Polecenie -
Oceń, czy stwierdzenia (a), (b) i (c) zgadzają się z tekstem o zamianie nieruchomości. Przy każdym napisz „tak” lub „nie” i przytocz dosłownie słowa tekstu, które o tym rozstrzygają.
(a) Działka w Niwach jest mniejsza od działki fabryki przy ul. Nakielskiej.
(b) Budowę hali produkcyjnej i pomieszczeń biurowych zleci PHN.
(c) Fabryka ma pieniądze na odrestaurowanie zabytkowego budynku.

Polski Holding Nieruchomości poinformował, że zamierza zamienić się z bydgoską fabryką na aktywa, czyli działkę i nieruchomości. Oferuje w zamian działkę w Niwach pod Bydgoszczą, ale nie tylko ziemię - transakcja obejmie także budowę hali produkcyjnej i pomieszczeń biurowych, którą zleci PHN. - Wyjdzie to na dobre zarówno naszej fabryce, jak i grupie PHN - przekonuje Andrzej Walkowiak, prezes FOD. - Nie ukrywam, że zabytkowy budynek jest w kiepskim stanie, a my nie mamy pieniędzy na odrestaurowanie go. Nie wiem, czy za chwilę coś tu się nie zawali. Szef FOD dodaje, że działka w Niwach jest co prawda większa, ale ta należąca do fabryki przy ul. Nakielskiej znacznie droższa, a hala i biura, które PHN chce wybudować w Niwach to tzw. wartość dodana. - Kiedy fabryka powstawała, Wilczak nie był jeszcze w tkance miejskiej. Teraz można powiedzieć, że jest blisko centrum. Nasza umowa to nie tylko handel, ale także pewnego rodzaju działanie na korzyść miasta, któremu zwracamy miejsce, mające odgrywać typowo miejską rolę - kończy Andrzej Walkowiak.

Wyodrębnione pozycje -
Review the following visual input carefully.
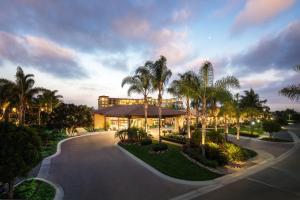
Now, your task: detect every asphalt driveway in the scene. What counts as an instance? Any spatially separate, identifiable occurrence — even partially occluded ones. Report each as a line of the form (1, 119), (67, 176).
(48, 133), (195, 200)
...
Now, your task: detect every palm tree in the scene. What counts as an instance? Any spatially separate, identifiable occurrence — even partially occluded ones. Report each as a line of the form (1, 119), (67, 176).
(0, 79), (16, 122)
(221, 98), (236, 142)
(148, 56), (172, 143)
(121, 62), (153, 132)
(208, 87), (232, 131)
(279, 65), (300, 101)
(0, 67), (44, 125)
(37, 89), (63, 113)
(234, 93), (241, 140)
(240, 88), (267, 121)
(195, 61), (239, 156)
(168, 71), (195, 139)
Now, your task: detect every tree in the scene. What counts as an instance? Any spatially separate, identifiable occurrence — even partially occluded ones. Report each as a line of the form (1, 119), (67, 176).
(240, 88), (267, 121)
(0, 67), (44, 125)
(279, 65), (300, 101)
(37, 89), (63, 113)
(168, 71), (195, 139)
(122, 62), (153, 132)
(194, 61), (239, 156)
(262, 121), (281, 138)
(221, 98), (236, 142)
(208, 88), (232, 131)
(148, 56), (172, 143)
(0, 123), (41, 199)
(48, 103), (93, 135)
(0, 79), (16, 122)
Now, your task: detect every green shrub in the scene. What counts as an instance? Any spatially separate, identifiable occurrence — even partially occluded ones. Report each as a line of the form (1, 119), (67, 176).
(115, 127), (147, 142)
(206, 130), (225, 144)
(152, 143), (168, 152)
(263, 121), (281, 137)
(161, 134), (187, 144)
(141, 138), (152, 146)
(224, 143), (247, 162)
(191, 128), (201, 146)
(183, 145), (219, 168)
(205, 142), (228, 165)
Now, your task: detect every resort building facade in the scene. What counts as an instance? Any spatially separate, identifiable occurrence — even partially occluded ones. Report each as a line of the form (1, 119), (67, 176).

Odpowiedź wzorcowa -
(a) Nie: „działka w Niwach jest co prawda większa”.
(b) Tak: „transakcja obejmie także budowę hali produkcyjnej i pomieszczeń biurowych, którą zleci PHN”.
(c) Nie: „a my nie mamy pieniędzy na odrestaurowanie go”.